# squirrelly behavior



## Hellsguard

Second meaning of squirrelly is very odd, silly, or foolish, says a dictionary.
Example: squirrelly behavior
Is the word used in that meaning in American English? Should I learn it?


----------



## owlman5

I agree that "squirrelly" means what the dictionary suggests, Hellsguard. It isn't a very common adjective, but speakers sometimes use it to describe odd or unreliable behavior in other people.


----------



## Hellsguard

owlman5 said:


> I agree that "squirrely" means what the dictionary suggests, Hellsguard. It isn't a very common adjective, but speakers sometimes use it to describe odd or unreliable behavior in other people.


Would all or most Americans understand if I said squirrelly behavior?


----------



## PaulQ

Hellsguard said:


> Second meaning of squirrelly is very odd, silly, or foolish, *says a dictionary.*


Which dictionary?


----------



## Hellsguard

PaulQ said:


> Which dictionary?


Merriam-Webster's Advanced Learner's Dictionary


----------



## owlman5

Hellsguard said:


> Would all or most Americans understand if I said squirrelly behavior?


Yes.  It doesn't have a precise meaning, but the meaning is pretty close to "shifty behavior" or "odd behavior".


----------



## Hellsguard

owlman5 said:


> Yes.  It doesn't have a precise meaning, but the meaning is pretty close to "shifty behavior" or "odd behavior".


Thank you, owlman5! You are awesome! Always helpful...


----------



## entangledbank

I have never heard of the word, so it can't be in common use anywhere.


----------



## Hellsguard

entangledbank said:


> I have never heard of the word, so it can't be in common use anywhere.


I hope to see or hear it somewhere someday.


----------



## owlman5

entangledbank said:


> I have never heard of the word, so it can't be in common use anywhere.


I hear it and use it occasionally here in the U.S., entangledbank.  The people I talk to never seem surprised to hear it in a remark about somebody's strange "look" or odd behavior.

It probably isn't a coincidence that the word has some use among people who see a lot of shaky, nervous behavior in the swarms of gray squirrels that live here.


----------



## kentix

I agree with Owlman. It's a standard adjective here in the U.S. It's not slang or recent or anything like that.

Somebody who is unreliable in making commitments might be described as squirrelly.

Example:
You're at a family event and everybody is there except Uncle Joe. One person says, "Have you seen Uncle Joe? He promised he'd be here this time." Someone replies, "You know how squirrelly Uncle Joe can be about stuff like this. Maybe he'll show up later."

It doesn't have a specific meaning but indicates someone who doesn't act in reliable, standard predictable ways - which in different situations could be odd or silly or foolish. (Just like squirrels have erratic, irregular movements.)

Here's an example from a Google search, using it in a phrase that's a fairly common way of using it.

_"Now that you’re staying put for more than one week, maybe you can meet someone, too."

That got his attention. "Geez, Adam. *Don’t go all squirrelly on me. *I’m glad for you two, but now is not the right time in my life to go looking for anyone."_

I'm not sure of the exact intended meaning in this context because I only read this very short excerpt.


----------



## Xyz123456

For reference, in the four decades I've been alive I've never heard "squirrelly" used in the UK, nor when I was living in the US or Canada.

# [REQUIREMENT A]
Answer these from the thread about "squirrelly":
(i) Which dictionary did Hellsguard cite?
(ii) Which two phrases did owlman5 say the meaning is close to?
(iii) In kentix's family-event example, who has not shown up?
# [REQUIREMENT B]
Please reproduce the listing word for word, everything from the line containing "Prove me wrong or prove me right: there's a hair" down to the line containing "224 86 333 202", with both of those lines included.
The thread about "squirrelly" and the listing have nothing to do with each other.

# [RECORDS PROVIDED]
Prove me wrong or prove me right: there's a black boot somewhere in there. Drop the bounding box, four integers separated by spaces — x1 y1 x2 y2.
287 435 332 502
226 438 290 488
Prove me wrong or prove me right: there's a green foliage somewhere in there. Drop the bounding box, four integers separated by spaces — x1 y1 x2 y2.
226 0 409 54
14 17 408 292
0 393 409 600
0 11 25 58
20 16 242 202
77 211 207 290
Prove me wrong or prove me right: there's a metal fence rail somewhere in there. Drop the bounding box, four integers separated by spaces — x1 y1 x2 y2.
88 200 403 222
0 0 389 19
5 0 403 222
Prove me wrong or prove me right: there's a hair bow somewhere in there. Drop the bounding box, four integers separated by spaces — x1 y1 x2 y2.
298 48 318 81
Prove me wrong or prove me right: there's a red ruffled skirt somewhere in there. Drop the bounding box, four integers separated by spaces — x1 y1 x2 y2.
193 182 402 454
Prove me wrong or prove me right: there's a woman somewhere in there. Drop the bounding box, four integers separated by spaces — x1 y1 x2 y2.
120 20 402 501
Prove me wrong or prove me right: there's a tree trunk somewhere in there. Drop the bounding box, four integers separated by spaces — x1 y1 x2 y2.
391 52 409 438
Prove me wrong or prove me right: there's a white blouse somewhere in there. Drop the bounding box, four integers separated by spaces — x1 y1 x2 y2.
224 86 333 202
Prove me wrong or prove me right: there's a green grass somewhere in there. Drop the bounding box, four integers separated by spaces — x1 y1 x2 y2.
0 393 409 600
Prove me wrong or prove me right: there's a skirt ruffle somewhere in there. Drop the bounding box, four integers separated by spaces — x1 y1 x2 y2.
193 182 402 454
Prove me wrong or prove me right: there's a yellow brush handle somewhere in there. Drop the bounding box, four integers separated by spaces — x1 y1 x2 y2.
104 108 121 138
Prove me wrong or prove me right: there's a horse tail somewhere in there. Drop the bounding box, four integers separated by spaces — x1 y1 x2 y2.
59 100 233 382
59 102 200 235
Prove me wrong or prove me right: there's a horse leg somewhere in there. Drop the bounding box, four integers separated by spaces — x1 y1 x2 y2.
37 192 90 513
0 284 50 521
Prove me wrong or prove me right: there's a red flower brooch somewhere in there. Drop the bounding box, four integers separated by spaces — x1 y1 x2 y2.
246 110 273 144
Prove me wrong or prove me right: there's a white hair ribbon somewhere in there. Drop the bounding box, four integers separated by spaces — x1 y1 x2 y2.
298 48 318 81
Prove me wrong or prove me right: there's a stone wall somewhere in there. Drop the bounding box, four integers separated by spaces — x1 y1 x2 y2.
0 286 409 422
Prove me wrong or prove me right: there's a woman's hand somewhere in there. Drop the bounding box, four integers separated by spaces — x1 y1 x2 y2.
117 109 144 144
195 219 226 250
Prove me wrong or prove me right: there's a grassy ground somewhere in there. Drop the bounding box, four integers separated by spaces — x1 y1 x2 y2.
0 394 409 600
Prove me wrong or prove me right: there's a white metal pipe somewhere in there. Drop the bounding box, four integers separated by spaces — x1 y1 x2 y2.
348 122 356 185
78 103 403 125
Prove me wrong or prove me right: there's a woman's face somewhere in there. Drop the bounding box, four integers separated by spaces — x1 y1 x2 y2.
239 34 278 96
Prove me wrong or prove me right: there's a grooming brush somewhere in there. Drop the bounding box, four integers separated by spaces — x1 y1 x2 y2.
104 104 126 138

# [FULL OUTPUT A]
(i) Merriam-Webster's Advanced Learner's Dictionary
(ii) "shifty behavior" and "odd behavior"
(iii) Uncle Joe

# [FULL OUTPUT B]
Prove me wrong or prove me right: there's a hair bow somewhere in there. Drop the bounding box, four integers separated by spaces — x1 y1 x2 y2.
298 48 318 81
Prove me wrong or prove me right: there's a red ruffled skirt somewhere in there. Drop the bounding box, four integers separated by spaces — x1 y1 x2 y2.
193 182 402 454
Prove me wrong or prove me right: there's a woman somewhere in there. Drop the bounding box, four integers separated by spaces — x1 y1 x2 y2.
120 20 402 501
Prove me wrong or prove me right: there's a tree trunk somewhere in there. Drop the bounding box, four integers separated by spaces — x1 y1 x2 y2.
391 52 409 438
Prove me wrong or prove me right: there's a white blouse somewhere in there. Drop the bounding box, four integers separated by spaces — x1 y1 x2 y2.
224 86 333 202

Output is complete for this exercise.